*Goal of the exercise*
Pull every line holding the word "field" out of the data and copy it.

=======

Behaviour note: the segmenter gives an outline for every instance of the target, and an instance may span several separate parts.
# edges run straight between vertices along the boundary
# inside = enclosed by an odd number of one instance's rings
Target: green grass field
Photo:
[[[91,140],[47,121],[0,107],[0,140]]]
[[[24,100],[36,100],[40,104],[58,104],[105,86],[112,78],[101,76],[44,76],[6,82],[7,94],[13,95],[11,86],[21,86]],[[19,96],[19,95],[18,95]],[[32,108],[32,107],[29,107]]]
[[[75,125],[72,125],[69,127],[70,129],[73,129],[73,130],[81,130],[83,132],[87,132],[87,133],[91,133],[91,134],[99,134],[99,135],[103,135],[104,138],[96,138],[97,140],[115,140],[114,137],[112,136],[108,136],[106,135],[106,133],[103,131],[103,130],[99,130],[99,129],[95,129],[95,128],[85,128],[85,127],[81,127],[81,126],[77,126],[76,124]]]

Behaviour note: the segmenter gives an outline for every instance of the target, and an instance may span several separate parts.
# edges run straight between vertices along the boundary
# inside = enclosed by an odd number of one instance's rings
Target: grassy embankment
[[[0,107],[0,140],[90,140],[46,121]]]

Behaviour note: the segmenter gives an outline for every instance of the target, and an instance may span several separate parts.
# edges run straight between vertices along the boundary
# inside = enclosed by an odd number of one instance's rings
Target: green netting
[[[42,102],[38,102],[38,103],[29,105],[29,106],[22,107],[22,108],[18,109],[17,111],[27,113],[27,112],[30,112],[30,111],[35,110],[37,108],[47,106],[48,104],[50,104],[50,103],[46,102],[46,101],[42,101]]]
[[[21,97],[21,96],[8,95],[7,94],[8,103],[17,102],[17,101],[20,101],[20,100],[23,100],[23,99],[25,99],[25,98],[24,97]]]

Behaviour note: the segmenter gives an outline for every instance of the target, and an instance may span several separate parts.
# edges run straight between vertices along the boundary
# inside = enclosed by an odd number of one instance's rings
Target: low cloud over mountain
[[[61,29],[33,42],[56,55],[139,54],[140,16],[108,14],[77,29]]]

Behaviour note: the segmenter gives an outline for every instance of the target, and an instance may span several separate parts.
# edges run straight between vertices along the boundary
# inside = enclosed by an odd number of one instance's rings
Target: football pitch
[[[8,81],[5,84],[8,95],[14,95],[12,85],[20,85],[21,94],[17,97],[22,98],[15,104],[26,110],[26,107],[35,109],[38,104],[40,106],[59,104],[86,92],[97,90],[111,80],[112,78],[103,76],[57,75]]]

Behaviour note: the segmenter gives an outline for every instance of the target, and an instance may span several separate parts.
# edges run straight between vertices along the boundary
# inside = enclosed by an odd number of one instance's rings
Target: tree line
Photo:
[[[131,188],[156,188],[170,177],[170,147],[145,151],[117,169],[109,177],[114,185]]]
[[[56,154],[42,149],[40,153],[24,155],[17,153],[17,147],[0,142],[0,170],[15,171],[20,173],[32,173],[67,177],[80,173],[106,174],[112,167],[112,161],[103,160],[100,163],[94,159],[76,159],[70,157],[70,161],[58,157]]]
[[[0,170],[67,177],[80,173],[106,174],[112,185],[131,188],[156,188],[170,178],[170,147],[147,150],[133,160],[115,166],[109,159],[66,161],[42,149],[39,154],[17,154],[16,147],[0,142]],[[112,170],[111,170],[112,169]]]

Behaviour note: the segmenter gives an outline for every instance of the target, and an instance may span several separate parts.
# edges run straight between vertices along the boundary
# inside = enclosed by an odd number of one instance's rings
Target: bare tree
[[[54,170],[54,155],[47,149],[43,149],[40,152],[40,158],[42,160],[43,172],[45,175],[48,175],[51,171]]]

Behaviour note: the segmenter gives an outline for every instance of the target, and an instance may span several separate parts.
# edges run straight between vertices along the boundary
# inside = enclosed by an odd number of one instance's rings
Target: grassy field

=======

*Your solution*
Target: green grass field
Target: grassy field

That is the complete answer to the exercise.